[Box-labeled dataset extracts]
++++

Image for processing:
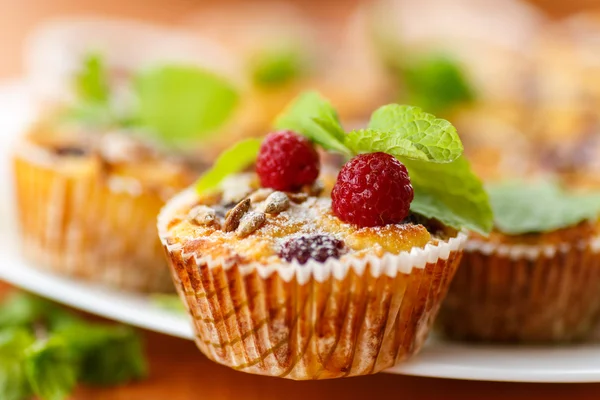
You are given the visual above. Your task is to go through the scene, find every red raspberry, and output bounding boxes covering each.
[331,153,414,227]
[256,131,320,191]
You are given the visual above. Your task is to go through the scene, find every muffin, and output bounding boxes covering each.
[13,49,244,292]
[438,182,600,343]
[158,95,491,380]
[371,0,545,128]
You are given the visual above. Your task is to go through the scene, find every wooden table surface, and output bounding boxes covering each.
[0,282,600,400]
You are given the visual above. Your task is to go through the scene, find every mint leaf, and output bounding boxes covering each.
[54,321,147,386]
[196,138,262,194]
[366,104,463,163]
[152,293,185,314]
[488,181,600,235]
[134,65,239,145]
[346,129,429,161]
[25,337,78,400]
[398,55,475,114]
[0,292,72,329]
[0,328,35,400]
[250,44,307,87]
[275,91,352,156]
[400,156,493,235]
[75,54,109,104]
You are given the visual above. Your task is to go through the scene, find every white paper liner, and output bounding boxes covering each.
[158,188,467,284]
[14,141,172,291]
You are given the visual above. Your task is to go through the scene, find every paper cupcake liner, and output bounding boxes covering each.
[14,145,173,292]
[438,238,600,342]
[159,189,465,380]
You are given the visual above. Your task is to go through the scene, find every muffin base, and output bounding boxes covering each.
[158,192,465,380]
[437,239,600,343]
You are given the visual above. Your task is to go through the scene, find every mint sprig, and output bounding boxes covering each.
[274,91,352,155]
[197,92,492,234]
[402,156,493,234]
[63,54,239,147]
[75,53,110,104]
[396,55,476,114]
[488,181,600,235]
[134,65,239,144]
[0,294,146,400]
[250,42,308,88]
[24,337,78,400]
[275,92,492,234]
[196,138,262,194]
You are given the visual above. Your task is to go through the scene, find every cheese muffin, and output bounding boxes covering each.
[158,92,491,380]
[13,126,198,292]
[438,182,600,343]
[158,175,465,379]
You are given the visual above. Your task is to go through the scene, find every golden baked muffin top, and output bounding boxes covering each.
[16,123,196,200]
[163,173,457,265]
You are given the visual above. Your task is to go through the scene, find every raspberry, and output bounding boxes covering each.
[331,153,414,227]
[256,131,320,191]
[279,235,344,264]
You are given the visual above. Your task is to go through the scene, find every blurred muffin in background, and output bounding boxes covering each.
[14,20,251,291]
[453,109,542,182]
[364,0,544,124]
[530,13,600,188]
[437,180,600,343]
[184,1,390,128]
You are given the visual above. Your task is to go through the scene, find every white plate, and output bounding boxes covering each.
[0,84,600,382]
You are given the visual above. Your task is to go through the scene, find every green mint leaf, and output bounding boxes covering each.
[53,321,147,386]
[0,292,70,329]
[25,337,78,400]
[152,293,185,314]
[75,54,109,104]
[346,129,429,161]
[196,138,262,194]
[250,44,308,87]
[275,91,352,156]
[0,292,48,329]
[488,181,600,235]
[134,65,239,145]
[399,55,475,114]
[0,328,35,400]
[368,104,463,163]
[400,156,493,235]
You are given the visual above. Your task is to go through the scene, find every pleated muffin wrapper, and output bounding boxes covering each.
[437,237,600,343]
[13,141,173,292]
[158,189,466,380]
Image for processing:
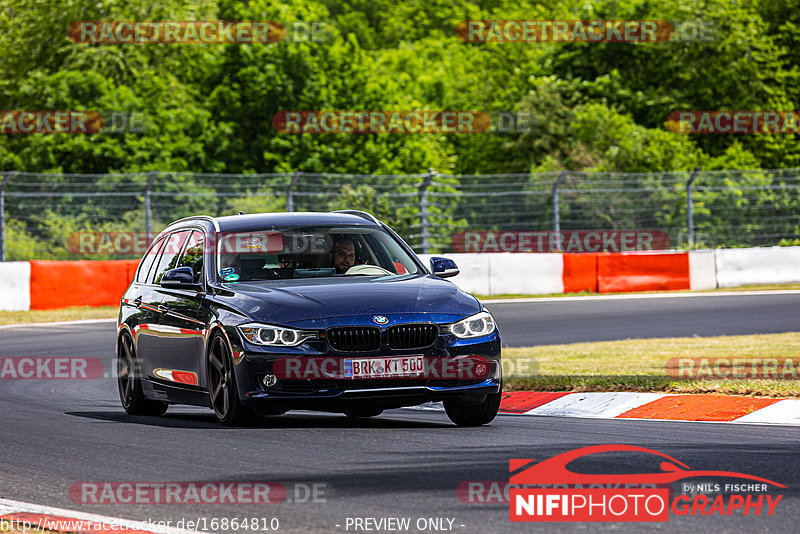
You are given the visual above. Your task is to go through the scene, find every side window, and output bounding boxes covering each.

++++

What the task requires
Quote every line of the listing above word for word, omitting the pictures.

Worked answer
Image for processing:
You are given the visual above. Your task is to go through the scene, find every red raspberry, and output bounding boxes covering each.
[331,153,414,227]
[256,131,320,191]
You are given the visual above. Your task is to go through the scene, find every muffin, and output bounding boxes covering each.
[13,49,244,292]
[438,182,600,343]
[158,95,491,380]
[371,0,545,128]
You are given the visual above. Your task is to go through the scene, find every wooden table surface, and output bounding boxes covering each.
[0,282,600,400]
You are given the visual above. Your task is to go through the scene, find every mint leaf, and output bounding boxes covering each.
[54,321,147,386]
[196,138,262,194]
[366,104,463,163]
[152,293,185,314]
[488,181,600,235]
[134,65,239,145]
[346,129,429,161]
[25,337,78,400]
[398,55,475,114]
[0,292,72,329]
[0,328,35,400]
[250,44,307,87]
[275,91,352,156]
[400,156,493,235]
[75,54,109,104]
You are given the visual above. Your task is to go through the scene, find every white paper liner, and output bounding boxes covering each.
[158,188,467,284]
[14,141,172,291]
You are given the visual above. Your task is to go through the scene, find every paper cupcake liner, and output bounding boxes covering each.
[14,145,173,292]
[438,238,600,342]
[159,189,465,380]
You are given the visual above. Your task is to go through the scene, find every muffin base, and output bounding boxes covering each.
[158,192,465,380]
[437,239,600,343]
You are given the visual above. Your task is to go through the scene, find every mint sprig, and output bounding boxes covering each.
[274,91,352,155]
[197,92,492,234]
[402,156,493,234]
[63,54,239,147]
[75,53,110,104]
[396,55,476,114]
[488,181,600,235]
[134,65,239,144]
[0,294,146,400]
[250,42,308,88]
[24,337,78,400]
[275,92,492,234]
[196,138,262,194]
You are given the visual above. Your task is to go through the scene, find every cheese muffin, and output bounding boxes covering each.
[158,92,491,380]
[13,126,198,292]
[438,182,600,343]
[158,175,465,379]
You are given the visual above. Your task is to go through the scene, find every golden baked muffin top, and output bounding boxes covering each.
[16,123,196,200]
[163,173,457,265]
You are given the visual above. Your task is to go through the scene, find every raspberry, and output bounding boxes covering each.
[331,153,414,227]
[256,131,320,191]
[279,235,344,264]
You are given the visual above. Your task is to go through the scene, find every blurred muffin in background, and output bounding boxes covering each.
[14,20,251,291]
[453,109,542,182]
[364,0,544,124]
[530,13,600,188]
[437,180,600,343]
[184,1,390,128]
You are given the visual above. Your task is to go through the scene, find every white plate, and output bounding boxes covering each.
[0,84,600,382]
You are given the visual above. Your task is to go through the scene, find every green mint leaf, and output bounding boxes covering each.
[53,321,147,386]
[0,292,70,329]
[25,337,78,400]
[152,293,185,314]
[75,54,109,104]
[346,129,429,161]
[196,138,262,194]
[250,44,308,87]
[275,91,352,156]
[0,292,48,329]
[488,181,600,235]
[134,65,239,145]
[399,55,475,114]
[0,328,35,400]
[368,104,463,163]
[400,156,493,235]
You are given the visual above. Your task is to go through the scene, find every pleated muffin wrapper, and output bounding boxes covering each.
[437,237,600,343]
[13,141,173,292]
[158,189,466,380]
Image for processing:
You are given the visual above. Your task is to go through the scene, find every side window, and output bounding boxes covering each.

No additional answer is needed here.